### Your goal
The records below are to be retyped in full. Keep every word.

[Recorded data]
▬▬▬▬▬▬▬▬▬▬
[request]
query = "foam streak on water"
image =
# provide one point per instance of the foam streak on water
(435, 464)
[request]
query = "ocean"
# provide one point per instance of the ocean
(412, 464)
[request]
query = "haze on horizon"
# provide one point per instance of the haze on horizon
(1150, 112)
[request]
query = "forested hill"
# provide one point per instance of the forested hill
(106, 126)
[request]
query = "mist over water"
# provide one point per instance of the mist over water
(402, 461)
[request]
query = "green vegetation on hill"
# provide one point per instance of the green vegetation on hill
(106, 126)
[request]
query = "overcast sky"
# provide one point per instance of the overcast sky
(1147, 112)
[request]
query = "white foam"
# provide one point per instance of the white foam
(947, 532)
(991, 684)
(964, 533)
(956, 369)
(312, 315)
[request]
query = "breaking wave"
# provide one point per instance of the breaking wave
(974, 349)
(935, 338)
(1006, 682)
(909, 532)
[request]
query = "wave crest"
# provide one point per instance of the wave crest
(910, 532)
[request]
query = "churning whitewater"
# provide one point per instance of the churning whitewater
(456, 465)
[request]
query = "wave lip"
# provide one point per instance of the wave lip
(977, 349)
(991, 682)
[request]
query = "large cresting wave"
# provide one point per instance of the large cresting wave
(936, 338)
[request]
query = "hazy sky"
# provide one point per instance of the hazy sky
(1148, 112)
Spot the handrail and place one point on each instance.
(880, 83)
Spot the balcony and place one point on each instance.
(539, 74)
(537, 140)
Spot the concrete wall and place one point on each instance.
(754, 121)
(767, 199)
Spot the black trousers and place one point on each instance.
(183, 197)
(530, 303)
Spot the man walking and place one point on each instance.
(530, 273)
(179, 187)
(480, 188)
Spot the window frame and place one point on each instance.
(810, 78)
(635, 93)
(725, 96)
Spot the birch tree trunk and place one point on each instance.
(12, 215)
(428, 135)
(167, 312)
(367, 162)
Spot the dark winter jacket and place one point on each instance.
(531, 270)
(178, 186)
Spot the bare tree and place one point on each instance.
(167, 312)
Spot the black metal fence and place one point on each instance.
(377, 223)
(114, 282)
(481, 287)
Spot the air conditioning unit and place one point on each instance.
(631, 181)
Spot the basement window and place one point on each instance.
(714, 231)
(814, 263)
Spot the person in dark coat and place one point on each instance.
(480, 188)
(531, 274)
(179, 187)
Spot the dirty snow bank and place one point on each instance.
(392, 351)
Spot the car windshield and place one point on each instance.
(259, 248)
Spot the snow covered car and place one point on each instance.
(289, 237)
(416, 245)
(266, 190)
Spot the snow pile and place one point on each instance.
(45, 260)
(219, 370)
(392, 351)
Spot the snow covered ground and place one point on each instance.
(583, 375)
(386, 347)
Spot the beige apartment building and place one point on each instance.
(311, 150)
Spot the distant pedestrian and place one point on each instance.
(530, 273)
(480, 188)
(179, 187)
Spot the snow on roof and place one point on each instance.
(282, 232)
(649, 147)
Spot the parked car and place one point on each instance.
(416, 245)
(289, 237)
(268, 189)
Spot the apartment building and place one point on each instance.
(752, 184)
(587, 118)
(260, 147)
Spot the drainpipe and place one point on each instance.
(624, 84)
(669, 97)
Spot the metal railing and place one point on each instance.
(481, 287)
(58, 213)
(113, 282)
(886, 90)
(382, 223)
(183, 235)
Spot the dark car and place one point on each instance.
▬▬▬▬▬▬▬▬▬▬
### Written response
[request]
query = "foam streak on water"
image =
# provide one point per instance of the foam streak on water
(435, 464)
[request]
query = "ocean"
# provide one point per instance of the ocean
(412, 464)
[request]
query = "haze on horizon"
# provide one point per instance of the haze on horizon
(1150, 112)
[request]
query = "forested hill"
# provide one point per instance of the forested hill
(106, 126)
[request]
query = "mist over water"
# provide one point per instance of the mist over water
(402, 461)
[request]
query = "green vegetation on hill"
# provide one point per instance of the green vegetation on hill
(106, 126)
[request]
query = "overcast sky"
# provide one point per instance of the overcast sky
(1147, 112)
[request]
query = "white foam"
# provide one point per instance of the white foam
(947, 532)
(991, 684)
(964, 533)
(956, 369)
(312, 315)
[request]
query = "breaking wave"
# provide one point per instance of the breaking wave
(974, 349)
(935, 338)
(1006, 682)
(909, 532)
[request]
query = "wave crest"
# provide one point per instance of the wave crest
(910, 532)
[request]
query = "churning whitewater"
# provide one point per instance of the churning whitewater
(456, 465)
[request]
query = "wave lip"
# provide one point per instance of the wave lip
(977, 349)
(991, 682)
[request]
query = "large cresting wave"
# provide one point per instance of the large cresting wave
(936, 338)
[request]
query = "hazy sky"
# provide one point per instance of the hazy sky
(1148, 112)
Spot the handrail and place one point on each instance.
(880, 83)
Spot the balcony and place one point on each instance.
(539, 74)
(537, 140)
Spot the concrete wall and place one point on each instance.
(754, 121)
(767, 199)
Spot the black trousers and place one point on each instance.
(183, 197)
(530, 303)
Spot the man walking and place one point on each instance.
(530, 273)
(179, 187)
(480, 188)
Spot the window frame and place one point on each instance.
(810, 78)
(635, 93)
(725, 96)
Spot the birch tree trunk and place one point on each instance.
(12, 215)
(428, 135)
(167, 312)
(367, 162)
Spot the dark winter jacket and place one point on each instance.
(531, 270)
(178, 186)
Spot the bare tree and place one point on each instance.
(167, 312)
Spot the black metal fence and place one point on each instance.
(377, 223)
(114, 282)
(481, 287)
Spot the air conditioning unit and place one point on each instance.
(631, 181)
Spot the basement window and place one point on each instance.
(714, 231)
(814, 263)
Spot the person in dark coat and place one point on each instance.
(480, 188)
(531, 274)
(179, 187)
Spot the dirty snow bank and place one point on each instance.
(392, 351)
Spot the car windshield and place one point on each instance.
(259, 248)
Spot the snow covered car and place one point on each instance.
(289, 237)
(416, 245)
(266, 190)
Spot the snow pile and place one point on each instance.
(45, 260)
(219, 370)
(392, 351)
Spot the snow covered ground and place one point on each instance.
(583, 375)
(386, 347)
Spot the beige apartment building and place one point on each instance.
(311, 150)
Spot the distant pedestrian and place one point on each instance.
(530, 273)
(480, 188)
(179, 187)
Spot the snow on roof and place one point on each instance.
(282, 232)
(649, 147)
Spot the parked car and place one point on each instance.
(416, 245)
(289, 237)
(268, 189)
Spot the apartment building and place one point on each instance.
(752, 184)
(587, 118)
(260, 147)
Spot the drainpipe and place one point on each instance.
(624, 84)
(669, 97)
Spot the metal railing and place one point on each instance.
(481, 287)
(58, 213)
(113, 282)
(886, 90)
(382, 223)
(183, 235)
Spot the dark car and place one point on each instance.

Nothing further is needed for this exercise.